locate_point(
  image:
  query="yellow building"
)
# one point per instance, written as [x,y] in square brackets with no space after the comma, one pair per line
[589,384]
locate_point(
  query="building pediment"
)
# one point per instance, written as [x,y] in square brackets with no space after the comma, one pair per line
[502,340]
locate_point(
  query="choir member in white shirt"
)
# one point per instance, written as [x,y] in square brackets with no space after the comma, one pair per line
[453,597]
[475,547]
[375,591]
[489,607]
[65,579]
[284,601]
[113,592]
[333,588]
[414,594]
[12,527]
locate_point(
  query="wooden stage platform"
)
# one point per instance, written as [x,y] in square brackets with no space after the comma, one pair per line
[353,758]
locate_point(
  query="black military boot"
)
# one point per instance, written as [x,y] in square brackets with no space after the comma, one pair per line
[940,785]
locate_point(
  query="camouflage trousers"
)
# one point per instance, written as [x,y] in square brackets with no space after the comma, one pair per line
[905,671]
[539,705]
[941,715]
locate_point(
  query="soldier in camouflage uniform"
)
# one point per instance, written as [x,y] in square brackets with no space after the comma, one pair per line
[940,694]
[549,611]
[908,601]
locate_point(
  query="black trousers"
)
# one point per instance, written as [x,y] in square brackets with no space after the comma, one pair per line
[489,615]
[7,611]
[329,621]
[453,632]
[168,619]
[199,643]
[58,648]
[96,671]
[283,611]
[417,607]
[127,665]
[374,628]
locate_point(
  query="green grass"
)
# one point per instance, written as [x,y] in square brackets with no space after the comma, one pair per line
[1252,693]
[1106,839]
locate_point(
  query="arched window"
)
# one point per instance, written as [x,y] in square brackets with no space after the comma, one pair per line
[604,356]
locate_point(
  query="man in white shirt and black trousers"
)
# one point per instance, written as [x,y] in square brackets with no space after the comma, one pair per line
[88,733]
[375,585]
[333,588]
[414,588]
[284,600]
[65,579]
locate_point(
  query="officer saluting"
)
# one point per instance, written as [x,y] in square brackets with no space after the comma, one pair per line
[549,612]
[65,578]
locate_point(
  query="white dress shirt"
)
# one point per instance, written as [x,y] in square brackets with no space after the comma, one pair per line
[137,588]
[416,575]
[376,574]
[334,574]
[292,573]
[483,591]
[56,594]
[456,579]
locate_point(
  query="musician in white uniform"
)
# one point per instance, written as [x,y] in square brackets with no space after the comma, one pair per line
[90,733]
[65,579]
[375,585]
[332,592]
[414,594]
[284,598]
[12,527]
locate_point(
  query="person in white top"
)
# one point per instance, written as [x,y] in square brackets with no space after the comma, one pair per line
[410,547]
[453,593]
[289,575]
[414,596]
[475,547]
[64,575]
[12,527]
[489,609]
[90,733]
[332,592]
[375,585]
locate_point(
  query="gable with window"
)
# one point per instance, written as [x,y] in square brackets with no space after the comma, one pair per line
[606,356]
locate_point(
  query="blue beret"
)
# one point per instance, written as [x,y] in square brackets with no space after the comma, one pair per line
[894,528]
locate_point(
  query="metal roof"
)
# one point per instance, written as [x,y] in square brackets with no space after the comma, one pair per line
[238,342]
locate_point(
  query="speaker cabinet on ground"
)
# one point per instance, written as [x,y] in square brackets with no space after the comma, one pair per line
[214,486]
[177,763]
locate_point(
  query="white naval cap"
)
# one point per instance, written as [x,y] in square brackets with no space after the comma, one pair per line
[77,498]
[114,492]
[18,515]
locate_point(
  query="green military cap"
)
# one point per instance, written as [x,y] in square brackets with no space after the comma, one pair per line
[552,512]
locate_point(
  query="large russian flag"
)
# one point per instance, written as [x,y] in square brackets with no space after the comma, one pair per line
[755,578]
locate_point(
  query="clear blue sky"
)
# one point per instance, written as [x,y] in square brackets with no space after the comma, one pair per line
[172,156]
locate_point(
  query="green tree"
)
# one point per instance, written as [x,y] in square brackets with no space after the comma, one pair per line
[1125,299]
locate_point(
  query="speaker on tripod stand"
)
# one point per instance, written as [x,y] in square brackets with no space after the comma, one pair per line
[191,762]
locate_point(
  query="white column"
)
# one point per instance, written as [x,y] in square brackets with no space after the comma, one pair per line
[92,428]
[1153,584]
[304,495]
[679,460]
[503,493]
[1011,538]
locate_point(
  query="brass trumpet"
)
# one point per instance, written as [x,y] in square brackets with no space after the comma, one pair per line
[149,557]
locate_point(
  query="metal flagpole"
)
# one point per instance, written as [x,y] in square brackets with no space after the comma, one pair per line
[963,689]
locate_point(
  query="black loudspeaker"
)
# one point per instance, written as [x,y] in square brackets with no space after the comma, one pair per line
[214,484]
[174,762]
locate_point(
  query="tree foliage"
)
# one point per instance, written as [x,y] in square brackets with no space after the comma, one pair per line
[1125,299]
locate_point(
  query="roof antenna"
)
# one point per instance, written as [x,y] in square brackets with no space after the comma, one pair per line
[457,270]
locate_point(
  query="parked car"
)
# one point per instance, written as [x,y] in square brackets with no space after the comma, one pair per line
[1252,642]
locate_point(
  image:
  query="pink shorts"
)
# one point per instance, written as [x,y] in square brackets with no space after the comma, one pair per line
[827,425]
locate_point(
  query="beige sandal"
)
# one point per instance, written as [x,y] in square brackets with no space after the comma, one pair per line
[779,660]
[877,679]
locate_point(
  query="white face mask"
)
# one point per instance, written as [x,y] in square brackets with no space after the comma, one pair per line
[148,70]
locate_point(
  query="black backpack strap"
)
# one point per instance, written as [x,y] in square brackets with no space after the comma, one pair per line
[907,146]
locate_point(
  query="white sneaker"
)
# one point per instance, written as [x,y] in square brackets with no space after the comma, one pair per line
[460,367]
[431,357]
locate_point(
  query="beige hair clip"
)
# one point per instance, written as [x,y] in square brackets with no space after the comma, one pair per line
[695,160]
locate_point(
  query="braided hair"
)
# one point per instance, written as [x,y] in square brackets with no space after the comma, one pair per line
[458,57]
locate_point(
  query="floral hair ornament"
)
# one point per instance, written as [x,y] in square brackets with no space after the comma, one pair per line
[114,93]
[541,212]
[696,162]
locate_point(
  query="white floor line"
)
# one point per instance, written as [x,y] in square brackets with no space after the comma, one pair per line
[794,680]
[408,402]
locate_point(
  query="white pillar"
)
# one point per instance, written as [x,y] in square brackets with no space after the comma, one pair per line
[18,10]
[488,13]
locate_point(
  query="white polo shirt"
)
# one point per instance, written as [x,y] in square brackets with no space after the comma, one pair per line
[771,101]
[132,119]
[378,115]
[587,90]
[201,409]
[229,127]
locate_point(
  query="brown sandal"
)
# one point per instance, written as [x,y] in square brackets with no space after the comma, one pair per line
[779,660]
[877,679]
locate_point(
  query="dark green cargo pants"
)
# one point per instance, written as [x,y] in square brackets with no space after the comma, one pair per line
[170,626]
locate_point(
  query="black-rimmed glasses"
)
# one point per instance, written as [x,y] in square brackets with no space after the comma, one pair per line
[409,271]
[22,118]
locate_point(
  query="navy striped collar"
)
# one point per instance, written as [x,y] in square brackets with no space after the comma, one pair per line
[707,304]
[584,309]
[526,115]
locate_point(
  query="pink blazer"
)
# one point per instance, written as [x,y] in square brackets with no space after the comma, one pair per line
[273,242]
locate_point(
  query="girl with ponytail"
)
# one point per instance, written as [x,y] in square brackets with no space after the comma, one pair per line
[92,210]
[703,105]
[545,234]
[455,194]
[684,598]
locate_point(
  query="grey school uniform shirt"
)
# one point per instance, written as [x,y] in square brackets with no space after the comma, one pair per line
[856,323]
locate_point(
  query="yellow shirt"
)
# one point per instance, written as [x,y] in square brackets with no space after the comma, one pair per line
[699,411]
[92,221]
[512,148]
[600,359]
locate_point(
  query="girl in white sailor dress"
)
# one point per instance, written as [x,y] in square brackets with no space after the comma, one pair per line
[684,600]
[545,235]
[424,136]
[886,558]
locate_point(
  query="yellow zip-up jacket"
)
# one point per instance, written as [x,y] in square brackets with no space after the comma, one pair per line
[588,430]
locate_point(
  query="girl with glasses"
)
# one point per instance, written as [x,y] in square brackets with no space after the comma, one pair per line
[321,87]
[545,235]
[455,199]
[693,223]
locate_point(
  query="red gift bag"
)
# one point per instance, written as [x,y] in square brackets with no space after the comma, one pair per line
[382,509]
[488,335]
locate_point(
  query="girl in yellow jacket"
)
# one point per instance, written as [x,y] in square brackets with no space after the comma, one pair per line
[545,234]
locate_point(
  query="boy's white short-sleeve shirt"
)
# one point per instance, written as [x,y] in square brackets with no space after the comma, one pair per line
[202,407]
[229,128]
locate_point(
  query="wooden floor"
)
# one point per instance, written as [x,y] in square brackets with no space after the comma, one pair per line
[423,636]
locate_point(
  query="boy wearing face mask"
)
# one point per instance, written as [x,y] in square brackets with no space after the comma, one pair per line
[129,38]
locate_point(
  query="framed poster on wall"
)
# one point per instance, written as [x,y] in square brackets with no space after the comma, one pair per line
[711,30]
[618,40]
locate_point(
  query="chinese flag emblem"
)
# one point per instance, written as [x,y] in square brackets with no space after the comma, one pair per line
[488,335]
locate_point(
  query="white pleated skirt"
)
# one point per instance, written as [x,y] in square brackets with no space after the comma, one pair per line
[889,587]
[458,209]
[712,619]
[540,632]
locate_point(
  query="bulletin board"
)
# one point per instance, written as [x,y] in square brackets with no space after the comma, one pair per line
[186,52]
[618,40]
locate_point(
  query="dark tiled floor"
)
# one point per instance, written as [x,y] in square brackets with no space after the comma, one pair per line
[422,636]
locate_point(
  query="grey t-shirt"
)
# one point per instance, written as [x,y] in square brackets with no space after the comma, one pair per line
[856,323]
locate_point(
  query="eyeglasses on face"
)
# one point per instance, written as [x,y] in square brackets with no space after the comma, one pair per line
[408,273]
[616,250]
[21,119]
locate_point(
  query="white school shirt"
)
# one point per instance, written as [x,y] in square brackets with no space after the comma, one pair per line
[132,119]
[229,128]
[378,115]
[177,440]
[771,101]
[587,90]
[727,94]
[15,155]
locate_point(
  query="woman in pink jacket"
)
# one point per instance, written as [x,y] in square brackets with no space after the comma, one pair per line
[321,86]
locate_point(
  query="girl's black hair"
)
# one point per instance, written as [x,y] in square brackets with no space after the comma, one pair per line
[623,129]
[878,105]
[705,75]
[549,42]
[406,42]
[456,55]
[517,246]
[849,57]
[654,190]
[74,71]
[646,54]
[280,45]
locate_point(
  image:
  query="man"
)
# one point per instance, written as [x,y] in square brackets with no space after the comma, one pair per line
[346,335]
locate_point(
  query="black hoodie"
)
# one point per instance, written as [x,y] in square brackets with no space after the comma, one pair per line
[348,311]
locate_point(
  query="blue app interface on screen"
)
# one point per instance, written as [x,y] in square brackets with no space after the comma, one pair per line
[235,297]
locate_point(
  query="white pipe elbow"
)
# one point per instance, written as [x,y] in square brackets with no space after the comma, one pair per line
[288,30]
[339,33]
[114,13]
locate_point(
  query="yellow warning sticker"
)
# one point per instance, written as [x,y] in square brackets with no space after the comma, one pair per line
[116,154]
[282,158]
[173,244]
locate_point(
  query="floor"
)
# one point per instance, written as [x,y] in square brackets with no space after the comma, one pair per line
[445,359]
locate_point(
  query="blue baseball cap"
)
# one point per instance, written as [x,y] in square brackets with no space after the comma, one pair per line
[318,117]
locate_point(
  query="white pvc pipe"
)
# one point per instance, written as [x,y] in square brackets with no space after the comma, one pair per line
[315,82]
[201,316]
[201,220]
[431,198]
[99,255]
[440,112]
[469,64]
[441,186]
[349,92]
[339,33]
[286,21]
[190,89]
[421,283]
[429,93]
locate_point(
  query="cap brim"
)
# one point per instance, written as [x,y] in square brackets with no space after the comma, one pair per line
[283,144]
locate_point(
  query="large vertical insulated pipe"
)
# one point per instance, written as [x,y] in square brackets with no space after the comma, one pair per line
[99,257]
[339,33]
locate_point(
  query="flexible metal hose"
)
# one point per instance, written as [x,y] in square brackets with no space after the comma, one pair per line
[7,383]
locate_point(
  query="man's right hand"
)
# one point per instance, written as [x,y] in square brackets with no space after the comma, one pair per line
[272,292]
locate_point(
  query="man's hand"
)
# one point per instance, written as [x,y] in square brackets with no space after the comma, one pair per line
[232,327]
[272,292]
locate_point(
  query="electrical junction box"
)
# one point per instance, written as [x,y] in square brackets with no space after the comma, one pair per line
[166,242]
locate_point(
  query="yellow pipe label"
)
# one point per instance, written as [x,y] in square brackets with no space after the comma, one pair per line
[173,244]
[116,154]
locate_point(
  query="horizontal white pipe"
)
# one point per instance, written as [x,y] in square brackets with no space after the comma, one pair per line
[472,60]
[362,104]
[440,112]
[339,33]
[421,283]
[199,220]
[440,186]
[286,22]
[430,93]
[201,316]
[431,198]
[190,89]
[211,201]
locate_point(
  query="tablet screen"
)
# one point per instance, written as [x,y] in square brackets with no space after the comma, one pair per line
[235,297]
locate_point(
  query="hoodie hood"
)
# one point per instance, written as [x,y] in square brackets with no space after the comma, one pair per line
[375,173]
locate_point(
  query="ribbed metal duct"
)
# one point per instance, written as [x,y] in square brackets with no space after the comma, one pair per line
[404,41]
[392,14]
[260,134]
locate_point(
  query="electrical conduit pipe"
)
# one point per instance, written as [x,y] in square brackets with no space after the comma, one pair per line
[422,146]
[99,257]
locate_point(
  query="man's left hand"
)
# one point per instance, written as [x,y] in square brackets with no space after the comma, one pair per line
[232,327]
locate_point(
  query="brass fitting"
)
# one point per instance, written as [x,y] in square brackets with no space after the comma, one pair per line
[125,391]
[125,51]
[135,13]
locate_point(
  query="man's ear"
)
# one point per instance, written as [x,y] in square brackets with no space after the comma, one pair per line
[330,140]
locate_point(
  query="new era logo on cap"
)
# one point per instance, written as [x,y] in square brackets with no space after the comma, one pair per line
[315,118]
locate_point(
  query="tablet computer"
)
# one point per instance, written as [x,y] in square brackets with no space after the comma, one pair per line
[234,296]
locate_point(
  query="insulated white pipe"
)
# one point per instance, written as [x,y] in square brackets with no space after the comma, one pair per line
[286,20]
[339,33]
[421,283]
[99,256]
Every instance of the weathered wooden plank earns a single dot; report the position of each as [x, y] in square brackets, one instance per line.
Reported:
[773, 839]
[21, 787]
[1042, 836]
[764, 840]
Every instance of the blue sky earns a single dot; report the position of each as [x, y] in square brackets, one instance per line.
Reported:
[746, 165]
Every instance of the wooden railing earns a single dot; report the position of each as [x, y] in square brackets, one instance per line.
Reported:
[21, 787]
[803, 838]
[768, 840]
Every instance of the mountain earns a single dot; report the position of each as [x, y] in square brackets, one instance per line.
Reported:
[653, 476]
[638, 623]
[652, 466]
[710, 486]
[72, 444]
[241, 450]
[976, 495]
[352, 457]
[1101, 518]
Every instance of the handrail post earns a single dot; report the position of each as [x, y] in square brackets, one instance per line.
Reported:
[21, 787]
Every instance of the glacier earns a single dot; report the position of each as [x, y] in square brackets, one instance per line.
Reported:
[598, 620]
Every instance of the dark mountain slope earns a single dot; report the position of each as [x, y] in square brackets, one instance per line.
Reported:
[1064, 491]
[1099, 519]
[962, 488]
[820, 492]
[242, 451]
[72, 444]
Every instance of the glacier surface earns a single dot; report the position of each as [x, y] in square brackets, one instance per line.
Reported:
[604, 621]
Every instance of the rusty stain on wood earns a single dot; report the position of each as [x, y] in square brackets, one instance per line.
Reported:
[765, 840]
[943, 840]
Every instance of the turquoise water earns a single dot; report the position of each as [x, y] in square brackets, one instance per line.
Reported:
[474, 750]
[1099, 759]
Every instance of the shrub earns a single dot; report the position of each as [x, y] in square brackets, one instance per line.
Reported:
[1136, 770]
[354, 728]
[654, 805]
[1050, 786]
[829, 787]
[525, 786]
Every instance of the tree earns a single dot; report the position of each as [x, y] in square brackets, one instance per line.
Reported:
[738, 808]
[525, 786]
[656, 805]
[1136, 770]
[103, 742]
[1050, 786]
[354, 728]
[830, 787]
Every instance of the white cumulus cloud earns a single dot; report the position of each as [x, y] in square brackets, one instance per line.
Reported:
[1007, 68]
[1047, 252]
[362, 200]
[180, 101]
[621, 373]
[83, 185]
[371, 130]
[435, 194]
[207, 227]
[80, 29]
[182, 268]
··········
**WHAT IS EXPECTED:**
Repeat exactly, and only, the lines from the one containing "Every instance of the shrub" through the end of the material.

**EXERCISE RESPONSE:**
Every instance of the shrub earns a single dot; report the position of each as [x, y] in square brackets, one instance per line.
Reported:
[1136, 770]
[354, 728]
[654, 805]
[1050, 786]
[829, 787]
[525, 786]
Every instance of the tree earns a single dot; report the position of each as [x, y] in square brackets, one instance per line.
Reported:
[738, 808]
[525, 786]
[656, 805]
[1136, 770]
[103, 742]
[1050, 786]
[354, 728]
[830, 787]
Every instance of the white cumulus cloud earns a single dot; report the position of each as [x, y] in square brackets, one instance per line.
Reported:
[1007, 68]
[1047, 252]
[362, 200]
[180, 101]
[621, 373]
[83, 185]
[371, 130]
[435, 194]
[207, 227]
[80, 29]
[182, 268]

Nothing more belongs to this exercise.